## [À faire]
1. Recopiez le passage de l'extrait sur la dette des États européens, de « L'Europe possède sa » à « sortir de la crise. », en remplaçant « crise » par « récession ».
2. D'après l'extrait sur la dette des États européens, combien la France gagnerait-elle si des banques nationalisées lui prêtaient à 1.5 % ?
3. Poursuivez l'extrait sur la dette des États européens à partir de sa dernière phrase.

## [Extrait du document]
****************

L'Europe possède sa solution mais refuse de l'appliquer. Il suffit de laisser la banque centrale prêter aux Etats directement, c'est -à-dire à 1 % pour que les Etats comme l'Italie sort de la crise. Si on tient compte des dernières mesures budgétaires du gouvernement italien, les prêts à 1 % à l'Italie lui permettraient de sortir de la crise.

Si les Etats européens continuent à appliquer la rigueur et à maintenir la politique monétaire contre l'inflation, le suicide collectif est garanti et les peuples risquent de payer cher. Au cas où les Etats voudraient contourner le traité européen, il suffirait de nationaliser certaines banques pour que celles-ci prêtent aux Etats avec un faible taux d' intérêt. Ainsi, recevant les prêts de la Banque centrale européenne à 1 %, ces banques prêteraient à 1.50 %. La France gagnerait plus de 40 milliards d'euros car elle paierait 1.5 % sur 1 800 milliards d'euros de dette au lieu de payer 3.5 à 4 % selon les marchés.

****************

[Données enregistrées]
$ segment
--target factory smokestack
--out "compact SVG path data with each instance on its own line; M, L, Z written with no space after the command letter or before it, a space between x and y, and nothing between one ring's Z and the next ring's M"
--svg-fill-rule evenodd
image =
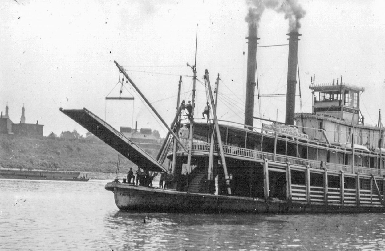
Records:
M289 36L289 57L288 62L287 89L286 92L286 117L285 124L294 124L295 87L297 84L297 60L298 37L302 35L296 32L286 34Z
M256 31L256 29L255 30ZM259 38L254 33L249 34L247 52L247 75L246 80L246 104L244 110L244 124L252 128L254 116L254 93L255 72L257 67L257 42Z

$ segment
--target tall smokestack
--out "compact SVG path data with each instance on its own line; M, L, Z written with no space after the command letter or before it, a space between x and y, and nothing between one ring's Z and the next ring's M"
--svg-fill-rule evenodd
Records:
M302 35L296 32L291 32L289 36L289 59L288 62L287 89L286 92L286 117L285 124L294 124L295 107L295 85L297 84L297 60L298 37Z
M255 89L255 71L257 67L257 42L256 35L246 38L249 40L247 52L247 75L246 80L246 104L244 109L244 124L253 127L254 116L254 93Z

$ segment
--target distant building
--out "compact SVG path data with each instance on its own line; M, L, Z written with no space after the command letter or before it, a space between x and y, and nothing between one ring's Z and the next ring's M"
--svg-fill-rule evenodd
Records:
M44 126L38 124L38 120L35 124L25 123L25 109L24 105L22 108L22 116L19 124L14 124L9 119L8 114L8 104L5 107L5 115L1 112L0 117L0 133L15 134L27 136L42 136Z

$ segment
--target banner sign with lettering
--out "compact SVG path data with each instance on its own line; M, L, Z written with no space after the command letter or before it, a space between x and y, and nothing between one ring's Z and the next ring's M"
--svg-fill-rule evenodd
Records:
M268 125L267 124L263 124L262 128L263 130L267 130L270 131L275 131L279 134L280 133L284 134L291 135L297 138L301 138L302 139L308 139L309 136L307 134L300 132L298 131L298 128L293 127L289 126L286 125L278 125L276 126L274 125Z

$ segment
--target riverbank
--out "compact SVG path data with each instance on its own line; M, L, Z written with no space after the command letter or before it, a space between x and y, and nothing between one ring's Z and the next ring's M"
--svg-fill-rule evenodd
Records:
M96 175L110 179L111 174L115 177L117 157L115 150L99 139L0 134L0 166L5 169L79 171L90 178ZM125 158L121 158L121 172L126 173L130 167L136 166ZM95 173L106 175L91 174Z

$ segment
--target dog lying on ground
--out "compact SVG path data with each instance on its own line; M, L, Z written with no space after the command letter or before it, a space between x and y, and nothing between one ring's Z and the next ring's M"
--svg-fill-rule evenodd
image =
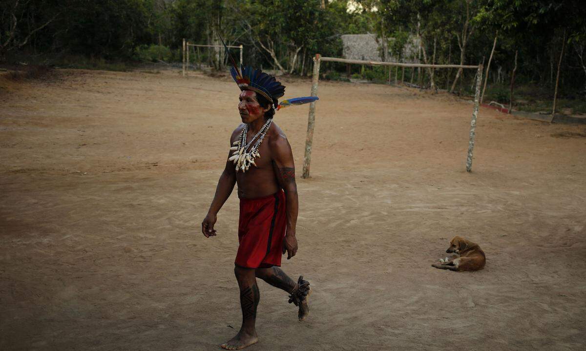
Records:
M486 256L480 246L460 236L454 237L445 252L458 254L452 255L451 260L440 258L440 263L432 264L432 267L451 271L478 271L486 263Z

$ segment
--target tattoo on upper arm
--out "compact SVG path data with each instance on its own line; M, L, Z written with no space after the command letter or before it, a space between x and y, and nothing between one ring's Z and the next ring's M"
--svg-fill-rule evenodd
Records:
M279 168L279 178L283 185L290 183L295 183L295 168L282 167Z

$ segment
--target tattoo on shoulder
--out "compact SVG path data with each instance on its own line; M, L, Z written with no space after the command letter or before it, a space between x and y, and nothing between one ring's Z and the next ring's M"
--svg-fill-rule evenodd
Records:
M295 182L295 168L282 167L279 168L279 176L283 184Z

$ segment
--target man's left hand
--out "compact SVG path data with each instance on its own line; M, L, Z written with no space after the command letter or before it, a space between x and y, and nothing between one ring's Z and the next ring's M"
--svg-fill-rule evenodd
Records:
M297 253L297 238L294 234L287 233L285 235L285 240L283 241L283 254L285 251L287 253L287 260L295 255Z

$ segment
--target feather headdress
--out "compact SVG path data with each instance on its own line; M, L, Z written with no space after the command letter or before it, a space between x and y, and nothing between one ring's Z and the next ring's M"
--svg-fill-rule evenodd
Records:
M319 98L316 96L296 97L283 100L280 104L278 104L279 98L285 95L285 87L281 84L281 82L277 81L273 76L263 72L259 69L253 69L249 66L241 65L240 69L238 69L236 62L234 60L232 55L230 54L228 47L224 42L224 39L219 35L219 36L220 36L220 40L224 45L224 47L228 53L228 56L232 63L232 67L230 68L230 73L240 90L252 90L260 94L267 100L274 103L277 111L291 105L302 105L319 100Z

****************

## [Vos réponses]
1.
L'Europe possède sa solution mais refuse de l'appliquer. Il suffit de laisser la banque centrale prêter aux Etats directement, c'est -à-dire à 1 % pour que les Etats comme l'Italie sort de la récession. Si on tient compte des dernières mesures budgétaires du gouvernement italien, les prêts à 1 % à l'Italie lui permettraient de sortir de la récession.

2. Plus de 40 milliards d'euros.

3.
Admirer l'Inde, le Brésil, la Chine, l'Argentine et l'Afrique du Sud, du jamais vu mais aussi une leçon

L'Europe est au stade d'admirer les économies des pays émergents à tel point que certains les sollicitent pour les aider. Les liquidités de la Chine, de l'Inde permettraient d'éviter des problèmes à plusieurs pays européens si elles étaient prêtées à moins de 1%.

Ces pays émergents n'ont pas fait des miracles, ils ont continué à appliquer les principes monétaires comme l'occident a préconisé. L'argent a été affecté à la production, à l'innovation, à l'industrialisation contrairement aux européens qui affectent le gros du capital financier à la spéculation. L'économie réelle (l'industrie et services) manque de capitaux, excepté l'Allemagne. En laissant les banques jouer des milliards  à la bourse au lieu de financer l'industrie et  la technologie, l'Europe se prive des moyens pour sauver son économie pour les décennies à venir.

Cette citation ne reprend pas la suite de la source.